**What you will do**:
In the text below on eating disorder treatment, what is the recommended first-line approach for children and adolescents with anorexia nervosa?

**Document extract**:

Psychological treatment addresses the cognitive, emotional and behavioural dimensions of eating disorders. Cognitive behavioural therapies have the strongest evidence base for bulimia nervosa and binge eating disorder and adapted forms are used in the treatment of anorexia nervosa. Family-based therapy is the recommended first-line approach for children and adolescents with anorexia nervosa. Interpersonal psychotherapy and psychodynamic approaches may be indicated in specific presentations or where first-line treatments have not been effective.
Medication does not form part of the standard treatment for anorexia nervosa, where the evidence base for pharmacotherapy remains limited. For bulimia nervosa and binge eating disorder, antidepressant medications, particularly selective serotonin reuptake inhibitors, may be used as an adjunct to psychological treatment, with evidence that they reduce binge frequency and improve mood. Mood stabilisers or low-dose antipsychotics may be considered where there is significant anxiety, obsessional thinking or a comorbid mood disorder.
Medical care addresses the physical complications of the eating disorder and may involve input from gastroenterology, cardiology, endocrinology or dentistry depending on the individual presentation.
The role of the treating team
Most people with eating disorders benefit from coordinated care delivered by a multidisciplinary team. This typically includes a GP, psychiatrist, psychologist and dietitian, each contributing specialist expertise. At Metabolic Psychology, our team brings together consultant psychiatrists, psychologists with specialist eating disorder credentials and experienced dietitians, all working within a shared treatment framework.
Recovery is possible
Recovery from an eating disorder is possible, and treatment works. Research suggests that around half of people with eating disorders achieve full remission after traditional treatment, but what constitutes "full remission," how it is measured and how long it is sustained varies considerably across studies. In our clinical view, these figures do not represent the ceiling of what is achievable with a treatment approach that addresses the whole person. We know outcomes can improve substantially when treatment addresses not only the psychological and behavioural dimensions of an eating disorder but the underlying metabolic and nutritional environment in which the brain is trying to recover. A brain that remains depleted of the nutrients it needs to regulate mood, appetite and impulse control is a brain that will struggle to sustain the changes that psychological treatment asks of it. Addressing that biological substrate is, we believe, central to achieving recovery that is genuine and durable rather than symptomatic and fragile.

**Record extracts**:
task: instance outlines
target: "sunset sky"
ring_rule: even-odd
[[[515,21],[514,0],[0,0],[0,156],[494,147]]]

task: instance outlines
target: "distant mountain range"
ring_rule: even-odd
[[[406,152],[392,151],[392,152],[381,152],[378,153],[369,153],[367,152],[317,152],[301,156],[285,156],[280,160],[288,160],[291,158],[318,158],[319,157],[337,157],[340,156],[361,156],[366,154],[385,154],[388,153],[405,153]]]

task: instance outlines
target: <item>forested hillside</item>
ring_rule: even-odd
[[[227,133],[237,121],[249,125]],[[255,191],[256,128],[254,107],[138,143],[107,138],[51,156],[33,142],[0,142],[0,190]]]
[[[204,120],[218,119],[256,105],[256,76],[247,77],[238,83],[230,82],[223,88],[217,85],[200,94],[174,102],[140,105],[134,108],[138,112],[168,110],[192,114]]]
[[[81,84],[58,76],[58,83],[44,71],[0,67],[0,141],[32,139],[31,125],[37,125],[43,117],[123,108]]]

**Exercise solution**:
Family-based therapy.